• **Required task**:
Can you render every row below as one numbered list, with blank lines dropped and the pictures left out?
===== Provided records =====
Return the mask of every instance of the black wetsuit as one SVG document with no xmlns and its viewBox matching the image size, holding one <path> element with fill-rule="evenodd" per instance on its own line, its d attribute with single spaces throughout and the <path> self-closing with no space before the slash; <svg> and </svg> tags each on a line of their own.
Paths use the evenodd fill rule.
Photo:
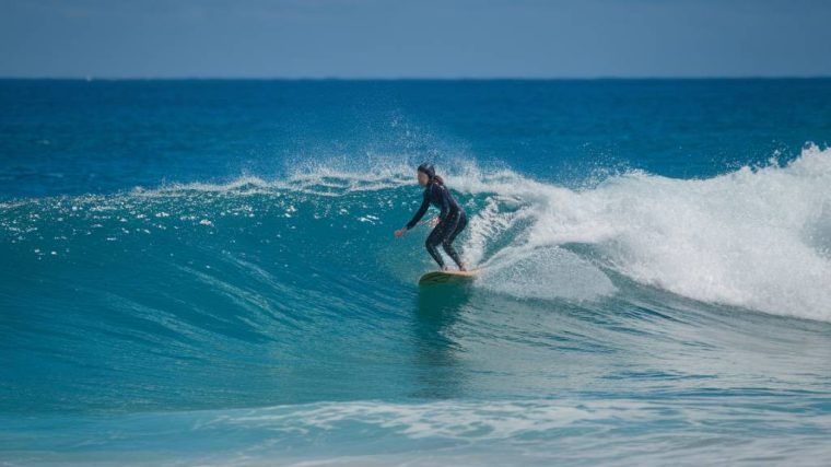
<svg viewBox="0 0 831 467">
<path fill-rule="evenodd" d="M 456 261 L 456 265 L 461 267 L 461 259 L 459 259 L 459 255 L 453 248 L 453 241 L 456 240 L 456 235 L 467 225 L 467 215 L 461 206 L 450 195 L 450 190 L 443 184 L 434 180 L 428 183 L 428 186 L 424 188 L 424 200 L 421 202 L 421 207 L 415 212 L 415 215 L 412 217 L 412 220 L 407 223 L 407 230 L 414 227 L 419 223 L 424 213 L 428 212 L 430 205 L 441 209 L 442 212 L 438 214 L 438 225 L 430 232 L 426 242 L 424 242 L 428 253 L 438 262 L 438 267 L 444 269 L 444 260 L 436 248 L 436 245 L 441 243 L 447 255 Z"/>
</svg>

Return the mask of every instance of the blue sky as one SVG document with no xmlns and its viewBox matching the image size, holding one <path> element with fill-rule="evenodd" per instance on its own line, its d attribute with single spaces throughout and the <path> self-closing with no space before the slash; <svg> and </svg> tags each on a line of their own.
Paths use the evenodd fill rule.
<svg viewBox="0 0 831 467">
<path fill-rule="evenodd" d="M 831 1 L 0 0 L 0 75 L 831 75 Z"/>
</svg>

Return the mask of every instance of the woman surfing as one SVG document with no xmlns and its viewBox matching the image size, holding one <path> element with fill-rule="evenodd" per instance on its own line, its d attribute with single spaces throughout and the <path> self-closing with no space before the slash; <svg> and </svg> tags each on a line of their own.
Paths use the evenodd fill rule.
<svg viewBox="0 0 831 467">
<path fill-rule="evenodd" d="M 456 240 L 456 235 L 461 232 L 467 225 L 467 215 L 465 210 L 461 209 L 456 199 L 450 194 L 450 190 L 444 185 L 442 177 L 435 174 L 435 168 L 432 164 L 421 164 L 417 171 L 419 185 L 424 187 L 424 200 L 421 202 L 421 207 L 412 217 L 410 222 L 406 226 L 395 232 L 396 237 L 400 237 L 407 233 L 410 229 L 414 227 L 424 213 L 430 208 L 430 205 L 441 209 L 438 217 L 432 219 L 429 224 L 433 226 L 433 231 L 428 235 L 424 246 L 428 248 L 430 256 L 435 259 L 438 267 L 446 271 L 447 266 L 444 264 L 444 259 L 438 254 L 438 244 L 442 244 L 445 253 L 453 258 L 460 271 L 466 271 L 465 264 L 461 262 L 458 253 L 453 248 L 453 241 Z"/>
</svg>

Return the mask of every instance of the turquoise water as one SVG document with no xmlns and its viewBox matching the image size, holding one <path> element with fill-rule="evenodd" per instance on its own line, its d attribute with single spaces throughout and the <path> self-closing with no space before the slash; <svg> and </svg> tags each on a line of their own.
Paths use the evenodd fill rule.
<svg viewBox="0 0 831 467">
<path fill-rule="evenodd" d="M 2 465 L 831 455 L 831 80 L 7 80 L 0 110 Z M 470 287 L 393 236 L 423 161 Z"/>
</svg>

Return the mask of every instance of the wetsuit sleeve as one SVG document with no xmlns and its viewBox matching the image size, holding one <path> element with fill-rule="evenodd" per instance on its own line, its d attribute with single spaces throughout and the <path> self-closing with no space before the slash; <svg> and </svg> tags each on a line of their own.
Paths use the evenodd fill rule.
=====
• **Solution**:
1. Return the mask of every instance of the black wetsuit as one SVG document with no xmlns and its viewBox matching the image size, holding one <path> element with fill-rule="evenodd" per instance on its own line, its d attribute with single spaces throughout and the <path> self-closing with no space before the slash; <svg> and </svg> tags each on a line of their own.
2. Paths use the evenodd fill rule.
3. Photo:
4. <svg viewBox="0 0 831 467">
5. <path fill-rule="evenodd" d="M 456 261 L 456 265 L 461 267 L 461 259 L 459 259 L 459 255 L 453 248 L 453 241 L 456 240 L 456 235 L 467 225 L 467 215 L 461 206 L 450 195 L 450 190 L 443 184 L 434 180 L 428 183 L 428 186 L 424 188 L 424 200 L 421 202 L 421 207 L 415 212 L 415 215 L 412 217 L 412 220 L 407 223 L 407 230 L 414 227 L 419 223 L 424 213 L 428 212 L 430 205 L 441 209 L 442 212 L 438 214 L 438 225 L 430 232 L 426 242 L 424 242 L 428 253 L 438 262 L 438 267 L 444 269 L 444 260 L 436 248 L 436 245 L 441 243 L 447 255 Z"/>
6. </svg>
7. Return the mask of every instance of the blue sky as one SVG document with no xmlns and its viewBox matching the image size, holding one <path> element with fill-rule="evenodd" per instance on its own line, its d attribute with single spaces throughout and the <path> self-closing with no space before the slash; <svg> and </svg> tags each on a line of their own.
8. Paths use the evenodd fill rule.
9. <svg viewBox="0 0 831 467">
10. <path fill-rule="evenodd" d="M 831 1 L 0 0 L 0 75 L 831 75 Z"/>
11. </svg>
12. Return the mask of every instance of the woman surfing as one SVG document with no xmlns and its viewBox matching the image size, holding one <path> element with fill-rule="evenodd" per instance on its own line, its d attribute with single spaces throughout and the <path> self-closing with no space before the slash; <svg> and </svg> tags each on a line of their own.
13. Paths use the evenodd fill rule.
14. <svg viewBox="0 0 831 467">
15. <path fill-rule="evenodd" d="M 456 240 L 456 235 L 461 232 L 467 225 L 467 215 L 465 210 L 461 209 L 456 199 L 450 194 L 450 190 L 444 185 L 442 177 L 435 174 L 435 168 L 432 164 L 421 164 L 417 171 L 419 185 L 424 187 L 424 200 L 421 202 L 421 207 L 412 217 L 410 222 L 406 226 L 395 232 L 396 237 L 400 237 L 407 233 L 410 229 L 414 227 L 424 213 L 430 208 L 430 205 L 441 209 L 438 217 L 432 219 L 429 224 L 433 226 L 433 231 L 428 235 L 424 246 L 428 248 L 430 256 L 435 259 L 438 267 L 446 271 L 447 266 L 444 264 L 444 259 L 438 254 L 438 244 L 442 244 L 445 253 L 453 258 L 460 271 L 466 271 L 465 264 L 461 262 L 458 253 L 453 248 L 453 241 Z"/>
16. </svg>
17. Return the mask of every instance of the turquoise water as one SVG document with no xmlns and its viewBox matching the image size, holding one <path> element with fill-rule="evenodd" per instance on its own line, its d attribute with single spaces throughout and the <path> self-closing with no space before the slash; <svg> and </svg> tags each on a line of their own.
18. Paths use the evenodd fill rule.
19. <svg viewBox="0 0 831 467">
20. <path fill-rule="evenodd" d="M 2 465 L 831 455 L 831 80 L 7 80 L 0 110 Z M 470 287 L 393 236 L 423 161 Z"/>
21. </svg>
22. Return the mask of every instance of the wetsuit sleeve as one SVG document with no xmlns and its viewBox matching the image size, holding one <path> element with fill-rule="evenodd" per instance on its own line, its d attribute with single spaces throughout and the <path> self-closing with no space before the slash; <svg> and </svg> tags each on a line of their own.
23. Paths use the evenodd fill rule.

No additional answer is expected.